WHAT IS NEEDED —
List every line in the records below that contains the string "palm", copying each line in full. Matching is case-sensitive.

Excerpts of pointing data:
# # # # # # #

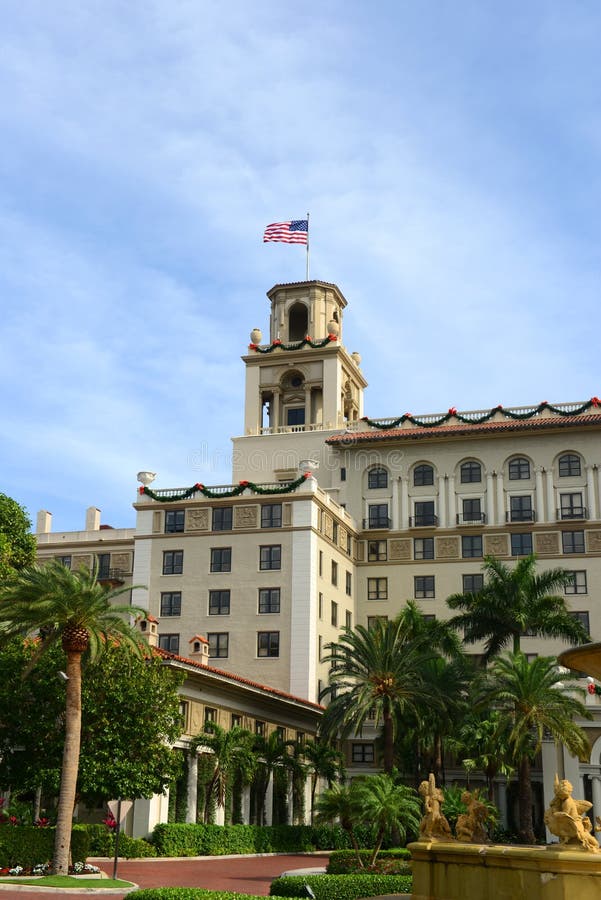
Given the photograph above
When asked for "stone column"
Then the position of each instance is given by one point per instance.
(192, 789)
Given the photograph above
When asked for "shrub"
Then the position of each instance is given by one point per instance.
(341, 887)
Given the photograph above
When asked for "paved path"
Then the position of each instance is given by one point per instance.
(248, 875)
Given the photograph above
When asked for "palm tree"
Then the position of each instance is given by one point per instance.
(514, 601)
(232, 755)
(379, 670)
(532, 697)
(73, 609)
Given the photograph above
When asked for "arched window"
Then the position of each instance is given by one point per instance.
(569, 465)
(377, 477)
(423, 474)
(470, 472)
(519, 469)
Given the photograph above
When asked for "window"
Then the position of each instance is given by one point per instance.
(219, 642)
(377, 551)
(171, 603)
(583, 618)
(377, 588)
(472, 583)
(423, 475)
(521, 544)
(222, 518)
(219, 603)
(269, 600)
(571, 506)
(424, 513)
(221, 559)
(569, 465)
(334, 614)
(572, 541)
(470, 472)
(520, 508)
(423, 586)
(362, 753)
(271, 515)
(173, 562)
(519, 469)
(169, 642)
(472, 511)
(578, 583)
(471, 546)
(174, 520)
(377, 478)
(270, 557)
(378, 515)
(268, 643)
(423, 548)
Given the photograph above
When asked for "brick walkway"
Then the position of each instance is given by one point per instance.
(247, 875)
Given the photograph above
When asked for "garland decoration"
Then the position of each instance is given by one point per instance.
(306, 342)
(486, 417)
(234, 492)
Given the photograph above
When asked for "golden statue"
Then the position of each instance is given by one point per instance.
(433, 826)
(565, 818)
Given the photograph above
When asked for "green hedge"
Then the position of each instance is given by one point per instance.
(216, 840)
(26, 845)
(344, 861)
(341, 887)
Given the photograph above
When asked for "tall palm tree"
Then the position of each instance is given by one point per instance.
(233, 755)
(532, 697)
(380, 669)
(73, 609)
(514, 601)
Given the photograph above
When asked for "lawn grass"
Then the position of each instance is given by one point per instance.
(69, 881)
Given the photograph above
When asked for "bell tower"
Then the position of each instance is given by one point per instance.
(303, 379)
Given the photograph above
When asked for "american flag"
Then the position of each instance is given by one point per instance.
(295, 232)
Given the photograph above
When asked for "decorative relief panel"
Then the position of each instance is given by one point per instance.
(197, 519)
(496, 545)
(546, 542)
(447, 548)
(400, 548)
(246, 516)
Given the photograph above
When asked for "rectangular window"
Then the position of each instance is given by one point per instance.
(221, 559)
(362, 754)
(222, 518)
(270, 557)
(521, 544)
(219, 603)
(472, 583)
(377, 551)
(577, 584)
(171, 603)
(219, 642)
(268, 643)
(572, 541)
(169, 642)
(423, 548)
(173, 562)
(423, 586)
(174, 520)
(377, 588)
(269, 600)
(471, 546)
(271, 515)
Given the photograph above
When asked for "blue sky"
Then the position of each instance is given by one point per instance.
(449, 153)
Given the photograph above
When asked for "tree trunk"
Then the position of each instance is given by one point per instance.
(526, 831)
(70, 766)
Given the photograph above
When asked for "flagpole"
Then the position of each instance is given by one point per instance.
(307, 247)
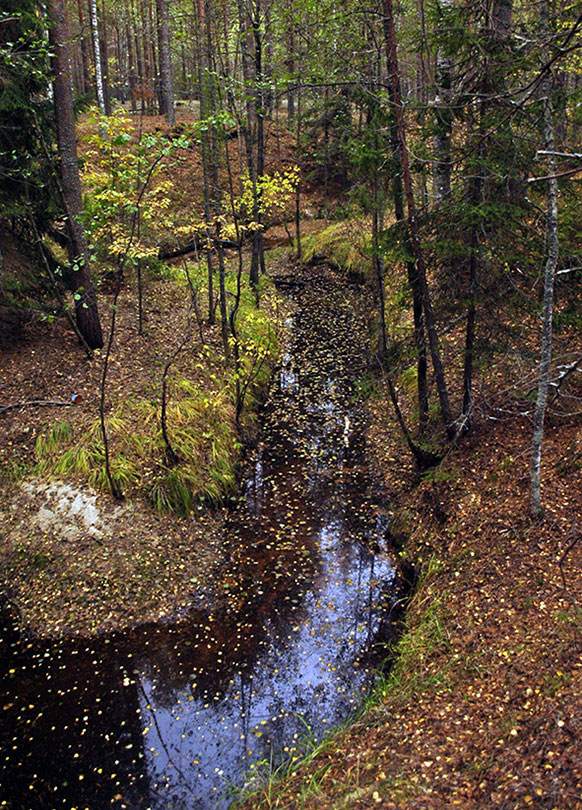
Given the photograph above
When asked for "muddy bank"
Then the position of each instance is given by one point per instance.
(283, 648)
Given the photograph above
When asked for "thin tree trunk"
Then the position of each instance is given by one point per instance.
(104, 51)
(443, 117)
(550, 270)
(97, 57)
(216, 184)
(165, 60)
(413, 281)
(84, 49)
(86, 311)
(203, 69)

# # # # # # #

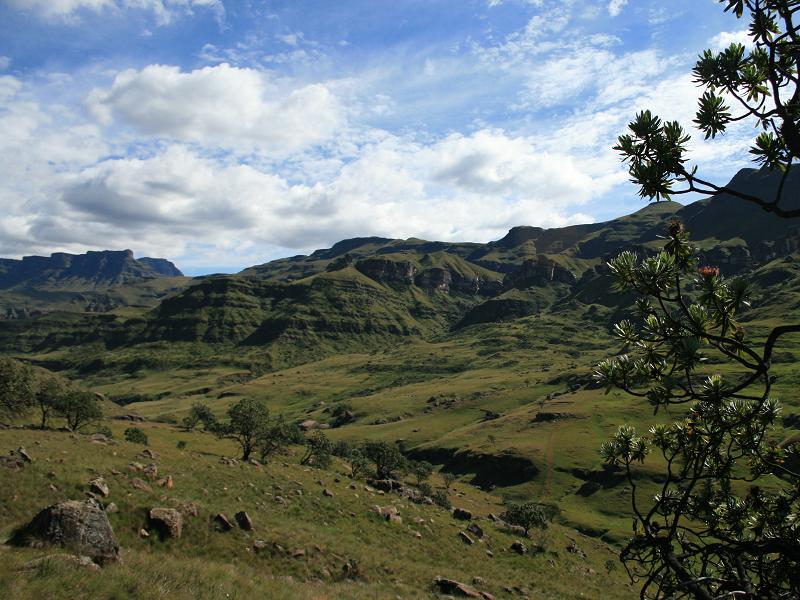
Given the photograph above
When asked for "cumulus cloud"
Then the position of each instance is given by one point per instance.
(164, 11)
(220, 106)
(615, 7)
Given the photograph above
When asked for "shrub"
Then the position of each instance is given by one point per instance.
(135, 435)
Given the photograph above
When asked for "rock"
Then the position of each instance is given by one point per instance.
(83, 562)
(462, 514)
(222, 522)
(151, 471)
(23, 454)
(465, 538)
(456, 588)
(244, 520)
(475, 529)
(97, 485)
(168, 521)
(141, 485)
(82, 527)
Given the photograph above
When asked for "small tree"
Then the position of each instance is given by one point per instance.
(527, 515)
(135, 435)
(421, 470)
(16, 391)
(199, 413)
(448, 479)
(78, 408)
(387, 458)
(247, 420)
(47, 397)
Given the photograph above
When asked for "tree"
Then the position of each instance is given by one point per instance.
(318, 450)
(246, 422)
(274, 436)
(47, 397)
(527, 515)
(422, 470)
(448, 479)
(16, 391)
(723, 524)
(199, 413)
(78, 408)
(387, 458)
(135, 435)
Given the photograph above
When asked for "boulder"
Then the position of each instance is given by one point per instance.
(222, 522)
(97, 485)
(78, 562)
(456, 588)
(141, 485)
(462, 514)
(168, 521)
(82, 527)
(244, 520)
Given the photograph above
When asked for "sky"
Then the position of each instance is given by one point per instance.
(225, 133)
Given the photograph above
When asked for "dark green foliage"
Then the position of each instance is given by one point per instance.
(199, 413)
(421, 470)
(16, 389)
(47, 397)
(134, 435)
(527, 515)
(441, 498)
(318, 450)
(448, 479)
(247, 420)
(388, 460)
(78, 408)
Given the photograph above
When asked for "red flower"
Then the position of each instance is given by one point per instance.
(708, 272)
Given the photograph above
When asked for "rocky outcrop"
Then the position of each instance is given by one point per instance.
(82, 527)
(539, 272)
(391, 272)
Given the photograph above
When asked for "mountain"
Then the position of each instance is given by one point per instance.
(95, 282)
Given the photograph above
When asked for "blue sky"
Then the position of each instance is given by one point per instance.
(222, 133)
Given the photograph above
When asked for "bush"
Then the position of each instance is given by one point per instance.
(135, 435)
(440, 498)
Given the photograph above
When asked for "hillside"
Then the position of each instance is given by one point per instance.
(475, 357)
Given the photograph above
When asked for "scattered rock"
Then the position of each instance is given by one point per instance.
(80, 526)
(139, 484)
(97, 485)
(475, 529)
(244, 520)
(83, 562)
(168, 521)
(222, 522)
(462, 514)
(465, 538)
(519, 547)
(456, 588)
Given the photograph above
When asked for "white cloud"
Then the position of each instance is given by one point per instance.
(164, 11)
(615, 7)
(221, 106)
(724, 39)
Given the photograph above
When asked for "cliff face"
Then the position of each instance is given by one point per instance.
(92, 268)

# # # # # # #

EXPECTED ANSWER —
When asked for "palm tree"
When asked for "tall palm tree"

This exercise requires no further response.